**Task**
Transcribe every line exactly. Leave the pictures behind.

**Extracted records**
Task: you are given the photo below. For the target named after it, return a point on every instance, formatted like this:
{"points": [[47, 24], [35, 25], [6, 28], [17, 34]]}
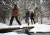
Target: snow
{"points": [[11, 33], [40, 28], [37, 27], [14, 24]]}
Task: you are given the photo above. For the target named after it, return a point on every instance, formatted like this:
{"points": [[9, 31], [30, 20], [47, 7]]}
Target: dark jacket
{"points": [[28, 14], [15, 12], [32, 15]]}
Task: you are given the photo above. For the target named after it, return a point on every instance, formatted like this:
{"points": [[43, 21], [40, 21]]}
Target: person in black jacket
{"points": [[32, 17]]}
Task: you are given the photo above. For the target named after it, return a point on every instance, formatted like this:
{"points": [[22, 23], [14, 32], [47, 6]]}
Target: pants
{"points": [[32, 19], [16, 20], [27, 20]]}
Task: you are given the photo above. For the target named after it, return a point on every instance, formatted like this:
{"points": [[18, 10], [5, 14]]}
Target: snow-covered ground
{"points": [[44, 20], [11, 33], [37, 27], [40, 28]]}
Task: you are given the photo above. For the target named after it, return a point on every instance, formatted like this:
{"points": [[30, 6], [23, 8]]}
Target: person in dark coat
{"points": [[32, 17], [27, 16], [15, 14]]}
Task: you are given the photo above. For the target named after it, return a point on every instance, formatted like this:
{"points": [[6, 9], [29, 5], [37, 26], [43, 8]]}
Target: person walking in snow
{"points": [[32, 17], [15, 14], [27, 16]]}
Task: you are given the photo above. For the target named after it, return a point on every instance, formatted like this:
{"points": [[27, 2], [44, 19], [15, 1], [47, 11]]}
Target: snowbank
{"points": [[11, 33], [40, 28]]}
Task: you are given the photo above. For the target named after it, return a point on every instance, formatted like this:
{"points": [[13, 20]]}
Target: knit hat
{"points": [[31, 11]]}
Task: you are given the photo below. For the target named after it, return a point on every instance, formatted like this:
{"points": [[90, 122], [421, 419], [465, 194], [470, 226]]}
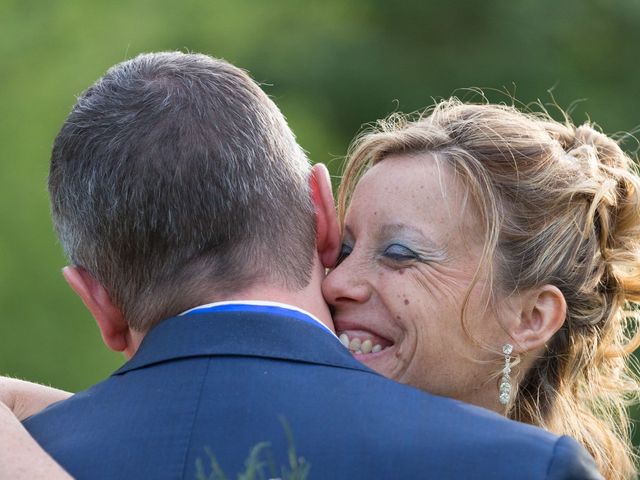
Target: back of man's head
{"points": [[175, 175]]}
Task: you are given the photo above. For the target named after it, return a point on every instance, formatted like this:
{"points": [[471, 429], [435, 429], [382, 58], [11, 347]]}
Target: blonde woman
{"points": [[493, 256]]}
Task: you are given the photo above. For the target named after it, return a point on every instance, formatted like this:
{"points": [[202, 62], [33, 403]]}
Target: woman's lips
{"points": [[363, 342]]}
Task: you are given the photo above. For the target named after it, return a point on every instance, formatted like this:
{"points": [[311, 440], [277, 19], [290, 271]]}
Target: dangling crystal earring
{"points": [[505, 382]]}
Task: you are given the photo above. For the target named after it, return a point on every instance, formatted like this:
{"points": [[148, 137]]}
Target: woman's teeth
{"points": [[357, 346]]}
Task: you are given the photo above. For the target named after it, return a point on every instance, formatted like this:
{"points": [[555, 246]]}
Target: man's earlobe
{"points": [[327, 226], [110, 320]]}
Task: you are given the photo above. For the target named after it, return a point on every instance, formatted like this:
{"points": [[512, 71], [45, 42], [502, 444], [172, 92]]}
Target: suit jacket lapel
{"points": [[240, 334]]}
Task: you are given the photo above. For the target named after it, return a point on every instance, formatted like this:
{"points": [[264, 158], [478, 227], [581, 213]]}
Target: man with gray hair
{"points": [[199, 236]]}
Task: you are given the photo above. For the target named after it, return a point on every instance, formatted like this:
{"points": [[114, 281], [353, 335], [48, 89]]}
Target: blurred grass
{"points": [[331, 66]]}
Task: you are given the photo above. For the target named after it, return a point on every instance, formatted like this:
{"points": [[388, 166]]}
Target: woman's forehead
{"points": [[418, 190]]}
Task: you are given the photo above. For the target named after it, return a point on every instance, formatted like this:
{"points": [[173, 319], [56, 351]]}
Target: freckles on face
{"points": [[409, 255]]}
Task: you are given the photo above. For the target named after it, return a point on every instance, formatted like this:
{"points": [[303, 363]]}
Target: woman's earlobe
{"points": [[327, 226], [543, 313]]}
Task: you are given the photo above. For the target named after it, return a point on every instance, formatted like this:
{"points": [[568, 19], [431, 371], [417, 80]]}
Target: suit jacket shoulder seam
{"points": [[195, 416]]}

**Solution to this task**
Task: you are given the photo below. For the target named after it, return a point on every instance, formatted like this:
{"points": [[47, 24], [35, 25], [6, 28], [17, 34]]}
Target: snow
{"points": [[11, 33], [40, 28], [37, 27], [14, 24]]}
Task: you are given the photo above. For the target named after it, return a point on every instance, formatted like this:
{"points": [[9, 31], [30, 20], [47, 7]]}
Target: dark jacket
{"points": [[28, 14], [15, 12], [32, 15]]}
Task: you are given the photo above. For the target named after it, return a point on every instance, formatted like this:
{"points": [[43, 21], [40, 21]]}
Target: person in black jacket
{"points": [[32, 17]]}
Task: you are given the photo above. For the target named after it, return a point on every instance, formatted like this:
{"points": [[22, 23], [14, 32], [47, 6]]}
Target: pants
{"points": [[32, 19], [16, 20], [27, 20]]}
Task: you are given the photo above. For the target named after it, return a point on every instance, formatted like this:
{"points": [[18, 10], [5, 14]]}
Target: snow-covered ground
{"points": [[44, 20], [11, 33], [37, 27], [40, 28]]}
Task: you are given the photo above. For the target named after it, return a point on every instance, formatted like this:
{"points": [[30, 6], [23, 8]]}
Target: person in dark coat
{"points": [[32, 17], [27, 16], [15, 14]]}
Task: you are given the photo above. For the target named after it, return a point on every instance, formatted like this:
{"points": [[6, 9], [29, 5], [37, 26], [43, 8]]}
Target: person walking in snow
{"points": [[32, 17], [15, 14], [27, 16]]}
Task: you are given the photo above. For the target named after it, return a point on every instance, formatted like this:
{"points": [[27, 2], [44, 19], [15, 1], [47, 11]]}
Target: snowbank
{"points": [[11, 33], [40, 28]]}
Task: you are given the photo above. For the target named after it, return a point on every instance, formatted like this:
{"points": [[13, 20]]}
Target: knit hat
{"points": [[31, 11]]}
Task: you are given the photo below. For the target named after it, return a point on every instance, formatted like this:
{"points": [[90, 122], [421, 419], [465, 194], [470, 226]]}
Target: back of man's head
{"points": [[175, 175]]}
Task: you are given the photo above. For the target named after it, return a point on every instance, formatted like this:
{"points": [[471, 429], [435, 429], [382, 58], [11, 347]]}
Target: blonde woman
{"points": [[493, 256]]}
Task: you are given the photo above. For the target named after it, return a point on every instance, formatted like this:
{"points": [[202, 62], [33, 403]]}
Target: woman's lips
{"points": [[363, 342]]}
Task: you are given the photo above. For the target named after it, return a point on every instance, formatted like this:
{"points": [[311, 440], [277, 19], [290, 271]]}
Target: dangling crystal earring
{"points": [[505, 382]]}
Task: you are given the photo above. For the target named after it, return a point on every instance, formatted like this:
{"points": [[148, 137]]}
Target: woman's teeth
{"points": [[357, 346]]}
Task: you are given the photo above. For the target named after it, return a point on every instance, formatted like this:
{"points": [[555, 246]]}
Target: man's earlobe
{"points": [[327, 226], [110, 320]]}
Task: you are given the photo above. For the target named after it, return a point on every instance, formatted like this:
{"points": [[512, 71], [45, 42], [502, 444], [172, 92]]}
Target: suit jacket lapel
{"points": [[240, 334]]}
Task: you are given the photo above. For the target named after it, return a point on every instance, formatted like this:
{"points": [[264, 158], [478, 227], [581, 213]]}
Target: man with gray hair
{"points": [[199, 236]]}
Task: you are given the photo above. For the target named after it, return a point on every instance, formatted like this:
{"points": [[114, 281], [353, 335], [48, 89]]}
Target: blurred grass
{"points": [[331, 66]]}
Task: you are given the photo above. For the target named after it, return a point on every instance, formatted like this:
{"points": [[388, 166]]}
Target: woman's forehead
{"points": [[418, 190]]}
Task: you are given the photo above. For the target named after it, return a point on every instance, formatted like this:
{"points": [[173, 319], [56, 351]]}
Target: freckles on face
{"points": [[409, 255]]}
Task: you are given the photo above. For the target named after it, return a point on every instance, formatted like this:
{"points": [[303, 363]]}
Target: woman's earlobe
{"points": [[327, 226], [543, 313]]}
Task: you are given the photo above. For the target named after it, return a point on every instance, formatted like this:
{"points": [[568, 19], [431, 371], [417, 80]]}
Target: suit jacket shoulder seam
{"points": [[195, 416]]}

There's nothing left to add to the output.